Work required:
State, as one number, how many lines in these records hold "storm".

Entries taken from a collection:
____
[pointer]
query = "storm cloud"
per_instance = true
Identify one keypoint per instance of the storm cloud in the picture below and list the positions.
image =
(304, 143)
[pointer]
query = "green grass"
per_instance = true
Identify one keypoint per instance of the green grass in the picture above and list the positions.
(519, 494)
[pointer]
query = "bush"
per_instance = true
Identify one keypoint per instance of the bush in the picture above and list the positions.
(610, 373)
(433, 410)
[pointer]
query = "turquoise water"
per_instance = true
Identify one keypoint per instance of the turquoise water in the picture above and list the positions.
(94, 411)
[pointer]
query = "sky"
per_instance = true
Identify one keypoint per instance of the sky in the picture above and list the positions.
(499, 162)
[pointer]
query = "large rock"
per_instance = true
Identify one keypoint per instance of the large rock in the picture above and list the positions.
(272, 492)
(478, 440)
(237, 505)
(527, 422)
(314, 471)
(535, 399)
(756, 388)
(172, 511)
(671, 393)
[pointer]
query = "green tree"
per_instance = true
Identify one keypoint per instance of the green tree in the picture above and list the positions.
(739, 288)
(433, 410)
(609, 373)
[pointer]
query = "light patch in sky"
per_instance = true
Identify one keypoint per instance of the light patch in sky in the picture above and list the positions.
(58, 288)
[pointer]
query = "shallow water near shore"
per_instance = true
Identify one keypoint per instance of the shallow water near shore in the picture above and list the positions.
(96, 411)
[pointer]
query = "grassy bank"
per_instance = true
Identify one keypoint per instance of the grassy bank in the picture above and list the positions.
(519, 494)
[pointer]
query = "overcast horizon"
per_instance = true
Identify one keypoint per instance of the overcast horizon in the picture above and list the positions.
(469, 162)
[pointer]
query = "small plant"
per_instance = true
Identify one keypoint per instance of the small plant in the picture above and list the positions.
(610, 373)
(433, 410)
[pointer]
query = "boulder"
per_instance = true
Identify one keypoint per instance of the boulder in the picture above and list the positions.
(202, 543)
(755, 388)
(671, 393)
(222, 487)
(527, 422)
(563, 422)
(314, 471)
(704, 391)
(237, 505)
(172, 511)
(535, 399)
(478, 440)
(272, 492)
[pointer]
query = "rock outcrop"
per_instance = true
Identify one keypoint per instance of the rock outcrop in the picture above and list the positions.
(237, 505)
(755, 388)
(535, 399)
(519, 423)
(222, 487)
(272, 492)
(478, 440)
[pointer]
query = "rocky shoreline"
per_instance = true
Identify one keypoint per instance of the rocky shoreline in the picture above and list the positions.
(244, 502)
____
Your solution:
2